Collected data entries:
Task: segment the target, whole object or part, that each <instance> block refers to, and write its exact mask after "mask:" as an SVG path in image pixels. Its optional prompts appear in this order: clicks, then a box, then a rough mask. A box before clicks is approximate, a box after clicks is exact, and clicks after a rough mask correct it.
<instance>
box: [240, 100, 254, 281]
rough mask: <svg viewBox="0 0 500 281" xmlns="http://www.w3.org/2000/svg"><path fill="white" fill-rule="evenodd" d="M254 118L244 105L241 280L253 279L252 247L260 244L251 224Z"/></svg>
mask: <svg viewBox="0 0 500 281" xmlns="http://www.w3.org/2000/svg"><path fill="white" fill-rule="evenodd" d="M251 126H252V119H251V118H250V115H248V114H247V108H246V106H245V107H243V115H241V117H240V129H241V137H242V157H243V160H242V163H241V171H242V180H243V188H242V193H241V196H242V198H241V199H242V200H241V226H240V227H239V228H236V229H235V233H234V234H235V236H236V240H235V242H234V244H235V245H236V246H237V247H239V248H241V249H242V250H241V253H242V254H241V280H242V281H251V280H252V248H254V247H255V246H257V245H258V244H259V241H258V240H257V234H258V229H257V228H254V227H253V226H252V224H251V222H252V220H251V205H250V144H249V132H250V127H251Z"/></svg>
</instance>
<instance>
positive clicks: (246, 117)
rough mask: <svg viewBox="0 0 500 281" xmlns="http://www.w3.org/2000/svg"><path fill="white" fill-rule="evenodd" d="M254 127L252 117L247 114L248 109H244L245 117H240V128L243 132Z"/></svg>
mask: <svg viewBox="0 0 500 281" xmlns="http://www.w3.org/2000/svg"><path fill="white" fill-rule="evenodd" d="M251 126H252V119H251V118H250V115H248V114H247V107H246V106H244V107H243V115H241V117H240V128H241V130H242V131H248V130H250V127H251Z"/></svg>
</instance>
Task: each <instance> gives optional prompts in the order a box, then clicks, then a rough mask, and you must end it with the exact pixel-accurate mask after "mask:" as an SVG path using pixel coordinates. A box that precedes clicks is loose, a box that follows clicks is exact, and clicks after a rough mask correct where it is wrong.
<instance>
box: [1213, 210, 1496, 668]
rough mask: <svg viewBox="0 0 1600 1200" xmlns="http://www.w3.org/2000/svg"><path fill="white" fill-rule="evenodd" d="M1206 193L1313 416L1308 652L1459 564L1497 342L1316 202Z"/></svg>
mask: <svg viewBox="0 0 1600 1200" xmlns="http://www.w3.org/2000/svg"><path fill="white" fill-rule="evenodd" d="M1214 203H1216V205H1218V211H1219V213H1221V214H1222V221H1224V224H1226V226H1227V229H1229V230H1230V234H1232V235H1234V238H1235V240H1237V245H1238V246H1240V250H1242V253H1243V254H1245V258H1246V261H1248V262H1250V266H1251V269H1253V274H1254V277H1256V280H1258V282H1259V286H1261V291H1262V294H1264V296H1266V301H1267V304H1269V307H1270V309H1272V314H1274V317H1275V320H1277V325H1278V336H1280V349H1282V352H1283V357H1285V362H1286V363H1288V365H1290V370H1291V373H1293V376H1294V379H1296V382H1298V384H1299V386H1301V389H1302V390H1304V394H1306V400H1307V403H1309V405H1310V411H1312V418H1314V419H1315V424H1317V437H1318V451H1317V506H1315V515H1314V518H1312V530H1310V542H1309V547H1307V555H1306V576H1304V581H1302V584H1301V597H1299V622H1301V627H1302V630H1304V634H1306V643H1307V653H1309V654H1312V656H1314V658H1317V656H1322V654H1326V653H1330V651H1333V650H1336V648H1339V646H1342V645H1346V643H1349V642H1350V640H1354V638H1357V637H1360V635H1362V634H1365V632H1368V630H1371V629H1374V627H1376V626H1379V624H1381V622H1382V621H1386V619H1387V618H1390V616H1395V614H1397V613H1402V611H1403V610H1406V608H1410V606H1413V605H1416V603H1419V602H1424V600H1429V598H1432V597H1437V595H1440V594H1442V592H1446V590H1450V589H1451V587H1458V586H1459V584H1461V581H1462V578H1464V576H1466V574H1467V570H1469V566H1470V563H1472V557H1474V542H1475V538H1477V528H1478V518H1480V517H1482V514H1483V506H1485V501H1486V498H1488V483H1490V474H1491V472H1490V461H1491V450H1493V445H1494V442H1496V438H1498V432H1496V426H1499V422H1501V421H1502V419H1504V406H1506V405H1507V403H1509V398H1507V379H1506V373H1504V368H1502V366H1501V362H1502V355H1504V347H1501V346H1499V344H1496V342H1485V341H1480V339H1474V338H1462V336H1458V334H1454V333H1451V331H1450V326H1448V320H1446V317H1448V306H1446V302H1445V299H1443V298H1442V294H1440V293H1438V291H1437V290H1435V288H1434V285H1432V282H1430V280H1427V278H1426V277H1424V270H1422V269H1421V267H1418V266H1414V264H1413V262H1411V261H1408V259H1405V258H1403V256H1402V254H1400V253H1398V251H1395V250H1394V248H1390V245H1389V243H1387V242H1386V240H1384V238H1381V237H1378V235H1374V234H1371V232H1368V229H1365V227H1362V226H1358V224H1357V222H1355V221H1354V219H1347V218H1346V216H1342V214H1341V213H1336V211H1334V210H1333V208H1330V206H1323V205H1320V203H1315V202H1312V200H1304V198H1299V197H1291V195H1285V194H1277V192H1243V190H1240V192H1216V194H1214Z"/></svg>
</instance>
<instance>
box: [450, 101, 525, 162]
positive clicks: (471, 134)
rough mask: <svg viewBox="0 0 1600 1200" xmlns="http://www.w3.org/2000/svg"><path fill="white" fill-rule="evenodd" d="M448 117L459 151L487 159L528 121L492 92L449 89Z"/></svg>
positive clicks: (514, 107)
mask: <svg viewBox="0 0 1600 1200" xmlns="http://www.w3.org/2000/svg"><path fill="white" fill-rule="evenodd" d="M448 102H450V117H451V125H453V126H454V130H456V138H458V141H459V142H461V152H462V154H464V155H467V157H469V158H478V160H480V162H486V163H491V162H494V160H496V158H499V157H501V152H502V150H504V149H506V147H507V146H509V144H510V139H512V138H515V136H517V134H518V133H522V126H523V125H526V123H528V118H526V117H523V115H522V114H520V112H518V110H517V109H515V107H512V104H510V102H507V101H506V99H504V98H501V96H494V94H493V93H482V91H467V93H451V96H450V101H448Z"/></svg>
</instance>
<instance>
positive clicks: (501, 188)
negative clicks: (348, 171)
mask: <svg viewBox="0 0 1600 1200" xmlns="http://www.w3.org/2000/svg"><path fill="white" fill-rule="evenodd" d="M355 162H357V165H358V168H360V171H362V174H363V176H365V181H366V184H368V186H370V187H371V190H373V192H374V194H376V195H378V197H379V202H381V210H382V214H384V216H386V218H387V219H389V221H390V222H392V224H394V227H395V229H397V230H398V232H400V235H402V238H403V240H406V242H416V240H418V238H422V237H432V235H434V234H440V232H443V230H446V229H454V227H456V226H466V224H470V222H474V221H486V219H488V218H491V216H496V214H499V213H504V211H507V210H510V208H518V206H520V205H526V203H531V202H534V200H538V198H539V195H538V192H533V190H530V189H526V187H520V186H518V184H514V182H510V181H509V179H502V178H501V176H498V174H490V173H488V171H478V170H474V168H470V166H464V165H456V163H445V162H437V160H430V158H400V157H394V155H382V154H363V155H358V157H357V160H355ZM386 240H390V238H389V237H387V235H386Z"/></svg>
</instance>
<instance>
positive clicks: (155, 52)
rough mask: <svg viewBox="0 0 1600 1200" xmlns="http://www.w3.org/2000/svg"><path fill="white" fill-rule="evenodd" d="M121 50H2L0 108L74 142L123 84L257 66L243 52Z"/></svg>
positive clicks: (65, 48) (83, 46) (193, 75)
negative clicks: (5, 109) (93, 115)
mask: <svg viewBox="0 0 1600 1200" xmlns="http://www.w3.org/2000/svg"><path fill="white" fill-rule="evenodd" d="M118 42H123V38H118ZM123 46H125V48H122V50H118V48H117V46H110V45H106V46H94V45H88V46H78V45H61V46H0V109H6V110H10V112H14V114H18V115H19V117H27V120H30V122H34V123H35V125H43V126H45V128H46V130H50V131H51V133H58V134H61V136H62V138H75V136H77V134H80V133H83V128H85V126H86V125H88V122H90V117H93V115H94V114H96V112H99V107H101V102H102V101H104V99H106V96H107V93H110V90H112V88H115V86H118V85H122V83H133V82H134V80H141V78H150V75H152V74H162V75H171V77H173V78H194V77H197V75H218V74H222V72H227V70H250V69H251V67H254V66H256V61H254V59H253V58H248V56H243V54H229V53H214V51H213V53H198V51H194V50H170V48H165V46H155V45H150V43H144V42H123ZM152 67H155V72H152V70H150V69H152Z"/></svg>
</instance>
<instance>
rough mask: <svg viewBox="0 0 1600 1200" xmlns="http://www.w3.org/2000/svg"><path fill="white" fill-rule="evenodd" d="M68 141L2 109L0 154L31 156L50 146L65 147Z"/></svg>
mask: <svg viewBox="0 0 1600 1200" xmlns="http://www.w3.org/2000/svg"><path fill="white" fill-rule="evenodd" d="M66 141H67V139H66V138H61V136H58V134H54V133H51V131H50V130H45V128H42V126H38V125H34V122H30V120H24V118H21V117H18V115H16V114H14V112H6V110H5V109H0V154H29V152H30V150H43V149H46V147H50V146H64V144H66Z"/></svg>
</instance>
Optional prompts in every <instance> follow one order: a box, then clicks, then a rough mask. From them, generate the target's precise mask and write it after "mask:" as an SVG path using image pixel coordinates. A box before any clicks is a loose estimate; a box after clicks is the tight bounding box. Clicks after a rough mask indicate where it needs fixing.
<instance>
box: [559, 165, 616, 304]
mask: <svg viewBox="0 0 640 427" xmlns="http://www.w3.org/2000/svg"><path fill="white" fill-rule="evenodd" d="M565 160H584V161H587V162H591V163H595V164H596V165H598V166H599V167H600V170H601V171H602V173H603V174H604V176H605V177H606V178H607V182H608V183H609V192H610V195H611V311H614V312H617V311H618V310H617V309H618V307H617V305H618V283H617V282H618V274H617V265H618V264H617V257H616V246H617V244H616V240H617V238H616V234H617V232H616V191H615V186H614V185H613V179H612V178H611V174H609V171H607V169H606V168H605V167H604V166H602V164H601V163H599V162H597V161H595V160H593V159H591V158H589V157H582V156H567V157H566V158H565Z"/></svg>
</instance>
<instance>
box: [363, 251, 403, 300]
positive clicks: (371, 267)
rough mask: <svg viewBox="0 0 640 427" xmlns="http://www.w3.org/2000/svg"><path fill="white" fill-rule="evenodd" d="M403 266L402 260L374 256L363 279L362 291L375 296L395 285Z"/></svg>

Exercise requirements:
Across all the records above, find each line with "correct" in it and copy it.

Solution:
Task: segment the target, whole object or part, that each <instance> block refers to, and write its exact mask after "mask:" as an SVG path in image pixels. Its optional prompts appear in this order: clicks, then a box, then a rough mask. A box before clicks is approximate, a box after clicks is exact, and clicks after a rough mask correct it.
Task: each <instance> gives optional prompts in the order a box, then clicks, then a rough mask, and you must end it with the exact pixel-accurate mask after "mask:" as an SVG path using pixel coordinates. A box that precedes clicks is loose, a box that follows clicks is exact, and clicks after a rough mask correct where it is wrong.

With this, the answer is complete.